* [ЦИТИРУЕМЫЙ ТЕКСТ]
....................
В феврале 1992-го года молодой иеромонах Тихон (Шевкунов) во время ремонта обнаружил под полом Малого собора Донского монастыря гроб с останками своего святого покровителя — патриарха Тихона (Беллавина), умершего в 1925-м году. Место его захоронения все годы советской власти считалось утерянным. Иеромонах Тихон вспоминал:
Подняв одну из глыб, мы опустили свечу внутрь. Перед нами был дубовый гроб, описание которого мы все хорошо знали. На нем лежала мраморная табличка, на которой при свете свечи мы прочли: „Патриарх Московский и всея России Тихон“, год и день интронизации, день и год смерти.
Дальше под колокольный звон в обитель въехал патриарх Алексий II и официально публично обрел мощи.
За прошедшие с тех пор тридцать с лишним лет молодой иеромонах Тихон стал могущественным митрополитом Крымским и Таврическим, одним из главных идеологов российского государства и другом Владимира Путина. А о его святом покровителе вспоминают только по праздникам, — таким, как день его смерти 7 апреля, Благовещение по старому стилю.
Патриарх Тихон, которого РПЦ канонизировала на волне перестройки, в 1989-м году, так и не снискал того, что называется «народное почитание» — к его мощам не выстраиваются очереди, о чудесах по его молитвам не снимают телевизионные фильмы. О нем знают только специалисты по церковной истории, остальные — в лучшем случае считают, что он был канонизирован за то, что стал первым русским патриархом в новейшее время.
Меж тем трагическая биография святого патриарха показывает, что русское православие вовсе не обречено и не обязано сохраняться в тех административно-управленческих формах, в которых существует сегодня. Эти формы отнюдь не сакральны и не существовали всегда, а сто лет назад история русской церкви и вовсе могла пойти по другому пути.
Американский епископ
Епископ Тихон (Беллавин) в возрасте Христа, в 33 года, поехал служить в Соединенные Штаты Америки, возглавлять Американскую епархию Российской православной греко-кафолической церкви, как тогда называлась церковь в Российской империи. Русская епархия в Америке долгие годы была единственной православной юрисдикцией в Соединенных Штатах и принимала к себе иммигрантов из всех православных стран — сербов, румын, греков, а также обратившихся в православие жителей Америки разного этнического происхождения.
Епископ Тихон объездил всю Америку, перенес епископскую кафедру из Сан-Франциско, где она изначально была создана русскими колонистами, на Восточное побережье, в Нью-Йорк, в эпицентр стремительно развивающейся экономической и политической жизни. Он оказался в стране, где церковь абсолютно свободна, отделена от государства и где существует равноправная конкуренция разных религиозных общин и национальных традиций.
....................
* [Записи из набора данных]
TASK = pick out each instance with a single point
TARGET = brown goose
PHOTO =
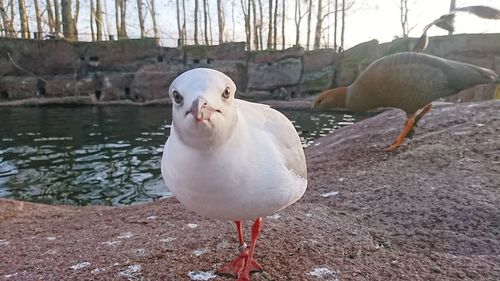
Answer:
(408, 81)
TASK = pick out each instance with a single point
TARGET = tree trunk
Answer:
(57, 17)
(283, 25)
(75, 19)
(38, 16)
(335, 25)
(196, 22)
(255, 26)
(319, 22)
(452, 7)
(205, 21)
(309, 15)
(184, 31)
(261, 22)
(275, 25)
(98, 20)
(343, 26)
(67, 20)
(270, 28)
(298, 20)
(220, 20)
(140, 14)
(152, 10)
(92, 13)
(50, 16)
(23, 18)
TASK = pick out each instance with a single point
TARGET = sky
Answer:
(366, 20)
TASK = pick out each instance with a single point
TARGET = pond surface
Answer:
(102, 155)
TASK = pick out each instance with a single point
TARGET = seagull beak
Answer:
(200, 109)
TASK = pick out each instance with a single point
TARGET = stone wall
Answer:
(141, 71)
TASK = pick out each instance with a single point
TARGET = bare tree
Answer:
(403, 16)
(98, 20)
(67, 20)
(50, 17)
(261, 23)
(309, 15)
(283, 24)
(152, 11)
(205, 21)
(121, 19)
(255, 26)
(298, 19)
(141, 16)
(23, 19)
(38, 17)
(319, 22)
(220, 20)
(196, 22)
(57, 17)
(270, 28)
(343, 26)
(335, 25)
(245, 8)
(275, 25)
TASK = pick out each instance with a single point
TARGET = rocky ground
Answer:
....................
* [ЗАДАНИЯ К ТЕКСТУ]
A - Ответьте по тексту о патриархе Тихоне:
(i) В каком месяце и году под полом Малого собора Донского монастыря обнаружили гроб патриарха?
(ii) В каком году РПЦ канонизировала патриарха Тихона?
(iii) Из какого города и в какой город епископ Тихон перенес епископскую кафедру в Америке?
B - Продолжите текст о патриархе Тихоне, начав сразу после его последнего предложения.

* [ОТВЕТЫ]
A -
(i) В феврале 1992 года.
(ii) В 1989 году.
(iii) Из Сан-Франциско в Нью-Йорк.

B -
Этот опыт радикально отличался от синодальной церкви Российской империи, которая со времен Петра I, двести лет, управлялась государственными чиновниками в государственных интересах. В России православные приходы не имели даже права собственности и своего юридического лица, а в Америке само существование церкви зависело от того, соберется ли община верующих и захочет ли она, сможет ли основать приход и содержать его. Тихон считал, что православие в Америке должно постепенно развиться из русского представительства в самостоятельную многонациональную поместную церковь в Новом Свете. В этом направлении он и работал, в том числе руководил проектом перевода богослужения на английский язык.
Спустя несколько десятилетий, в начале 1970-х, православные эмигранты из России создадут-таки эту поместную церковь — Православную церковь Америки, опираясь и на работу, начатую епископом Тихоном.
Но в 1907-м году его отозвали в Россию (тогда это воспринималось скорее как повышение) и назначили правящим архиереем сначала в древний Ярославль, а затем — в Вильно, который был населен преимущественно поляками и евреями, и необходимо было выстраивать отношения и сохранять мир со всеми. Впрочем, на территории современной Литвы будущий патриарх пробыл совсем недолго: из-за начала Первой мировой войны его эвакуировали в Москву, где он служил де-факто как приходской священник: будучи лишен административной нагрузки по управлению епархией, он занимался в основном тем, что совершал богослужения и проповедовал.
На свободе
И дальше, следуя православной присказке, жизнь заканчивается и начинается житие. После Февральской революции и отречения императора Николая Второго от престола церковь внезапно оказалась свободна. История очередной административно-структурной итерации русского православия — Синодальной имперской церкви — оборвалась.
Но епископы не просили свободы, не ждали ее и не знали, что с ней делать. Хотя некоторые изменения наступили уже вследствие революции 1905-го года, что позволило церкви начать подготовку к Поместному собору, который не собирался с конца XVII века. Такое же краткое окно свободы возникнет между 1988-м и 1993-м годом и результат будет еще хуже.
Летом 1917-го года Временное правительство постановило, что епископов надо не назначать сверху, а избирать в епархиях. И по всей России, в стране, находящейся в состоянии обвала, прошли демократические выборы архиереев — как ни странно, люди вполне осознанно и с энтузиазмом выбирали кандидатуры на приходских собраниях и епархиальных съездах. В некоторых епархиях победили вовсе не те, кто управлял ими по назначению в последние годы. Так случилось и в обеих столицах, причем в Москве народно избранным епископом стал как раз Тихон. А через два месяца открылся Поместный собор, на котором Тихона демократически избрали второй раз — первым за двести лет патриархом всея Руси.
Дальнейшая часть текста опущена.